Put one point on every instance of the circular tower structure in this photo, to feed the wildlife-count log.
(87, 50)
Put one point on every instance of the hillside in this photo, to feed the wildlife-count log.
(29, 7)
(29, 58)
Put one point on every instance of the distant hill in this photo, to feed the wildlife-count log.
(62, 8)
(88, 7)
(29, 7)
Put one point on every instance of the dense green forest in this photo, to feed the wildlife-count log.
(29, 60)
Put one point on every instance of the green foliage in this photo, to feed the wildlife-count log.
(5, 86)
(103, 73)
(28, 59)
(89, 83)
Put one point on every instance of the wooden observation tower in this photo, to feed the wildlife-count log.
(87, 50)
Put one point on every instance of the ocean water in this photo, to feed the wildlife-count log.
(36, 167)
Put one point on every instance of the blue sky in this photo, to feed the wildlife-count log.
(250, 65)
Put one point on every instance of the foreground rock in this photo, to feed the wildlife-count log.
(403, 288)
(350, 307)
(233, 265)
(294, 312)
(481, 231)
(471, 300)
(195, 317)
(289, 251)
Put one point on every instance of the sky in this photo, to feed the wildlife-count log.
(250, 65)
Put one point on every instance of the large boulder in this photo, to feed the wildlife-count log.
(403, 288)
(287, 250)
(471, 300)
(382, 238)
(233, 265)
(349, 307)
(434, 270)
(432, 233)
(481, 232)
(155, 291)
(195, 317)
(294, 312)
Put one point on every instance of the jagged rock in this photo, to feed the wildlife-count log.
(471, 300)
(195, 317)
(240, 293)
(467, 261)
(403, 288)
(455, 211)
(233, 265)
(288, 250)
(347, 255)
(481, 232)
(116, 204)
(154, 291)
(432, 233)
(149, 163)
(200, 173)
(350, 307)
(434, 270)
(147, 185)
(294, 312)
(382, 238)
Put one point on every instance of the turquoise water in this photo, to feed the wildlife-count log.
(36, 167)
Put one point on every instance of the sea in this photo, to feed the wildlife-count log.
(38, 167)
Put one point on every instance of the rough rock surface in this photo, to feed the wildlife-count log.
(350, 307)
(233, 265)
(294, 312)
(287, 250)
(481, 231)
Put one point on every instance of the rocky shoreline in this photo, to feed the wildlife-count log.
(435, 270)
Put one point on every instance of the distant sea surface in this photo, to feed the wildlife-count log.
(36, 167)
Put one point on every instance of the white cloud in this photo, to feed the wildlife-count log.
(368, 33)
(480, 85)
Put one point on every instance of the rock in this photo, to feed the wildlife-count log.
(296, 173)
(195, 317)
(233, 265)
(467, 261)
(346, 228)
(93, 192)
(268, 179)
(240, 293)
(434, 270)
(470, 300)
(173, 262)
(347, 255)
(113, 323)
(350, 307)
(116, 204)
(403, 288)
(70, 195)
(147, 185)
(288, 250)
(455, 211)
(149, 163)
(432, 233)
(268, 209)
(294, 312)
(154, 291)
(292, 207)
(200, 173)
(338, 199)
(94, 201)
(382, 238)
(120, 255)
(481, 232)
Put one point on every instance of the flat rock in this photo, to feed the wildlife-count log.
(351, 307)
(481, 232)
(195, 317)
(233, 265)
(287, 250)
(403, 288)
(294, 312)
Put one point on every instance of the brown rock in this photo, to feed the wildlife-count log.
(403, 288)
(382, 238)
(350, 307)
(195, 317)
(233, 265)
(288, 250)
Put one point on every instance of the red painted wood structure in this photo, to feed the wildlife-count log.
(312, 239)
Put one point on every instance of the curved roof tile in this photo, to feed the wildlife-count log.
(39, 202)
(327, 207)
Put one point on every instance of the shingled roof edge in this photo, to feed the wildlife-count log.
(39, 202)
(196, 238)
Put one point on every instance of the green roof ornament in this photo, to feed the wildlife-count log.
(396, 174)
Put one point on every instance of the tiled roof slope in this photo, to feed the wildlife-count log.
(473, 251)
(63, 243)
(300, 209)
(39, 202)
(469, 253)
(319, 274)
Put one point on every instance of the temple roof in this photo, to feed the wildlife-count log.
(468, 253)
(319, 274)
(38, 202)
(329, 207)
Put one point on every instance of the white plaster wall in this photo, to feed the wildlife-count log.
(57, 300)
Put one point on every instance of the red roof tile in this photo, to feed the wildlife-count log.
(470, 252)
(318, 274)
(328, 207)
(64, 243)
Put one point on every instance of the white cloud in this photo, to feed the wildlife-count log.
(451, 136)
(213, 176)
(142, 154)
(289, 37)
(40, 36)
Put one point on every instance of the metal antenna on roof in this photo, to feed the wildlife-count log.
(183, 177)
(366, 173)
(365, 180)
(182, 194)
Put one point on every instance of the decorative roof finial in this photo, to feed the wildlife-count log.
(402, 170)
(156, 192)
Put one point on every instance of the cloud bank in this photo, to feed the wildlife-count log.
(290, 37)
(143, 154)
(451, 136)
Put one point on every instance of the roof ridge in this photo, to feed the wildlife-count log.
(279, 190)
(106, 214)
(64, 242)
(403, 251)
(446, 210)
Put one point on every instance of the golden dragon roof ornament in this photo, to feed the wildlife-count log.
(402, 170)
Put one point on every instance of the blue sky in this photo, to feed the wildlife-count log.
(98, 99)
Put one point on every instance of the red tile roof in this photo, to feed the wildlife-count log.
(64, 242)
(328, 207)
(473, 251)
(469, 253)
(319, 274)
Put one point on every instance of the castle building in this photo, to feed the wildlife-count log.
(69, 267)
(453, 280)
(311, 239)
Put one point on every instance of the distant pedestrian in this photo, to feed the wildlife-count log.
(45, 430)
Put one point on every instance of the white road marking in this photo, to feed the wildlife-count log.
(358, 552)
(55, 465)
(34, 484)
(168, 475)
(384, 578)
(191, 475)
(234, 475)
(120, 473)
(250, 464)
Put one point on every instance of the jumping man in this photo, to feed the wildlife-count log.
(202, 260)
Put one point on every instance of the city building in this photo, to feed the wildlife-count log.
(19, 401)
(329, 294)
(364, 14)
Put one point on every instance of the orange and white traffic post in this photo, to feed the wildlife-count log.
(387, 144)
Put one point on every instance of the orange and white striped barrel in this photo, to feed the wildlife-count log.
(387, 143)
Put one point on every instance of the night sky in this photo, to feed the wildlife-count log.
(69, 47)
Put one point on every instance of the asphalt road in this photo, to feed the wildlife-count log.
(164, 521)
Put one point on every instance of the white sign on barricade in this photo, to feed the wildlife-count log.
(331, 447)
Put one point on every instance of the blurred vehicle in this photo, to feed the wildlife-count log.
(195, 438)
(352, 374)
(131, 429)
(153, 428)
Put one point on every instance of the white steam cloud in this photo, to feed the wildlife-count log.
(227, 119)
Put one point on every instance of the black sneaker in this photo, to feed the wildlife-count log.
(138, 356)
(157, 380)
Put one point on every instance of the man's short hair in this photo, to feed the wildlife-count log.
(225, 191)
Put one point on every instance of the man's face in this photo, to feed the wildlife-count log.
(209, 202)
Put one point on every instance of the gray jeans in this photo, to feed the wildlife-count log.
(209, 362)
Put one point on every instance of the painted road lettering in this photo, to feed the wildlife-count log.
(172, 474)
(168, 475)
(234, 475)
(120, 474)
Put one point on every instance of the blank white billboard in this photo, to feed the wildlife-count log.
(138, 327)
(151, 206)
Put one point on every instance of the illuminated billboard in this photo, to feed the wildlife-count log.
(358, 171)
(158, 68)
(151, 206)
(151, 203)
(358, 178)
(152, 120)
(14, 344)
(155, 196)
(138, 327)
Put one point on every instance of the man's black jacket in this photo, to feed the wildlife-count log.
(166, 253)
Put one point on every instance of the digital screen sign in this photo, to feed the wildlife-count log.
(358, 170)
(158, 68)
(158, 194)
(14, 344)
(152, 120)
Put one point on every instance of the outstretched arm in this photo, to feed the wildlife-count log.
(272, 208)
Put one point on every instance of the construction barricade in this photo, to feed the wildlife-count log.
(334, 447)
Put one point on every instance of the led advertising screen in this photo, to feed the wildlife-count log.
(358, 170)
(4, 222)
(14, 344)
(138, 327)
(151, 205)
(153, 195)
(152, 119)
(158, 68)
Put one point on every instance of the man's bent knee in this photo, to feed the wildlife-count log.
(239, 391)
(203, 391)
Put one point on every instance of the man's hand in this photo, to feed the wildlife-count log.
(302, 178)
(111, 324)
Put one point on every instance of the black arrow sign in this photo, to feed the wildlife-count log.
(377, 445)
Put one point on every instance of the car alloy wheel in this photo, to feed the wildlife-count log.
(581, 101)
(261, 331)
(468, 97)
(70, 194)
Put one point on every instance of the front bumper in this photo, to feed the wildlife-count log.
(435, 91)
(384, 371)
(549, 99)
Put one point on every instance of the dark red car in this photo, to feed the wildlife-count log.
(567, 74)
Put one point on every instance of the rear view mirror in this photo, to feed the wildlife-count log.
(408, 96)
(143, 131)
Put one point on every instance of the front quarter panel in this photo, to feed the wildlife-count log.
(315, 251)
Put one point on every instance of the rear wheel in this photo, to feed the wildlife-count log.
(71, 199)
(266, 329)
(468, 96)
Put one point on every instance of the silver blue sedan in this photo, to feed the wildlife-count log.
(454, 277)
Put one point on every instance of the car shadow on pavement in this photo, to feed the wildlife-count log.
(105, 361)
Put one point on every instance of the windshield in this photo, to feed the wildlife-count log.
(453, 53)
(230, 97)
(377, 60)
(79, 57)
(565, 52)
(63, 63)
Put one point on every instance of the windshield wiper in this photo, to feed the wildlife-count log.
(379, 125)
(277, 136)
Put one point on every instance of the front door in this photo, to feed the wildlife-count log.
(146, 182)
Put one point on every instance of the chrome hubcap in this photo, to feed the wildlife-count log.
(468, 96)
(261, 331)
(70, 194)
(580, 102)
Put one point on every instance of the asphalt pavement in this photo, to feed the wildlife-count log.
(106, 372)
+---+
- [Task]: Retype only the lines running from the line with "Put one point on every instance of the car alloy" to the end of the listing, including both of those lines.

- [Answer]:
Put one point on every instance of the car alloy wheel in this photo, to feed the wildlife-count log.
(581, 101)
(261, 331)
(468, 97)
(70, 194)
Put one point on every instance of the front bumper in this photo, to feed the wildlife-count log.
(435, 91)
(384, 371)
(549, 99)
Put one point on every instance of the dark red car in this photo, to feed the wildlife-count log.
(567, 74)
Put one point on every instance of the rear view mirror in this photo, to feed the wildlife-count log.
(408, 96)
(143, 131)
Put one point on every instance of the front quarter panel in this photo, to feed the wildlife-count log.
(315, 251)
Put one point on every instance of the rear wheel in this photo, to feed the wildlife-count log.
(71, 199)
(266, 329)
(468, 96)
Put one point on every instance of the silver blue sedan in this photo, to feed the wildlife-count log.
(454, 277)
Put one point on every instance of the car shadow on pavement in this photo, to feed the wildlife-count log.
(105, 361)
Put one point on every instance of the windshield in this photo, to feed the wildlife-count log.
(453, 53)
(230, 97)
(377, 60)
(79, 57)
(565, 52)
(63, 63)
Put one point on every instance of the windshield wiper in this photo, to feed the wildlife-count log.
(379, 125)
(277, 136)
Put one point on every instance of the front door in this photo, to feed the wildlife-count log.
(146, 182)
Put one point on every instance of the chrome hubcap in this photo, to feed the wildlife-count log.
(468, 96)
(261, 331)
(70, 194)
(580, 102)
Put one point on every instance of the asphalt pavement in this photo, to feed the wildlife-count log.
(106, 372)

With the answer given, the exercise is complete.